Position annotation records
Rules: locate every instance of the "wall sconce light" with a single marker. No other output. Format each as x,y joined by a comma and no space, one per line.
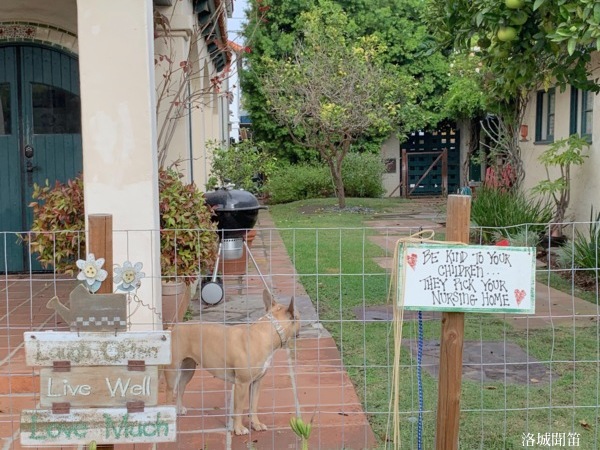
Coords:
524,132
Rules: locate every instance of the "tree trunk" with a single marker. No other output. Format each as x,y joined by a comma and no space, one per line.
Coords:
339,186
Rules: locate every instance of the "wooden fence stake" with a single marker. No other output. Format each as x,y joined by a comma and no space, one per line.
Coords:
452,336
100,245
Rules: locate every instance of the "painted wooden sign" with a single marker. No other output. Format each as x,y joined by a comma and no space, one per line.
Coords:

▸ **OBJECTIVE**
Update all of the lines above so that each "marker" becomes "point", with nothing else altered. Leave the pictures out of your reply.

▸ **THE REPLY**
Rules: locate every instance of the "wall sconce light" with a single point. No other output. Format each as x,y joined by a comma and no space, one per line.
Coords:
524,132
Rules: locate every instance of the "tree trunk" with a single point. No other output. Format each as x,y joined by a comma and no space, one per line.
Coords:
339,186
Rules: locate every instance of the "wooden fence stake" with a single point. No other output. Format each as x,y joined by a comma and no space, one per line.
Coords:
452,336
100,245
Rules: locate every instance of the "painted wooden sign" with a single point. No other output. Format each as x,y joined by a comma and no space, one per line.
Coords:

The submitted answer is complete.